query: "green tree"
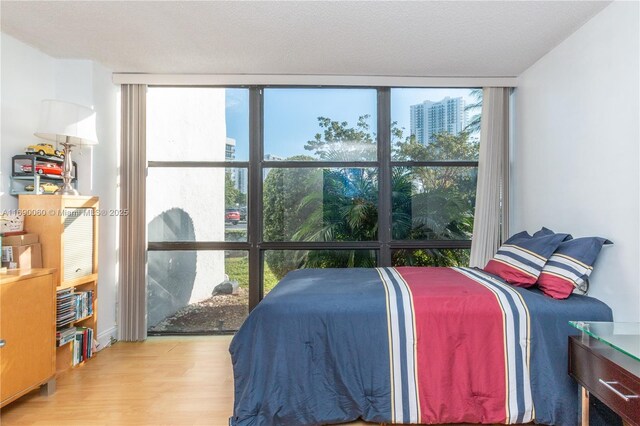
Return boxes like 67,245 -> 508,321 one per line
304,114 -> 377,161
264,116 -> 478,277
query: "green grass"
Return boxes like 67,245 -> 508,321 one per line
224,256 -> 278,293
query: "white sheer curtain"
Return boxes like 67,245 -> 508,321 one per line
469,87 -> 511,268
118,84 -> 147,341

# Task goal:
Rewrite all of the items above as a numbered list with no blank lines, and leave the pictures out.

# Completed task:
1. query: "green tree"
2. Return boxes like 67,245 -> 508,321 one per line
3. 304,114 -> 377,161
4. 264,116 -> 478,277
5. query: "green grass"
6. Return boxes like 67,245 -> 508,321 one per line
7. 224,256 -> 278,293
8. query: "white sheer curtain"
9. Return boxes like 67,245 -> 508,321 one per line
10. 469,87 -> 511,268
11. 118,84 -> 147,341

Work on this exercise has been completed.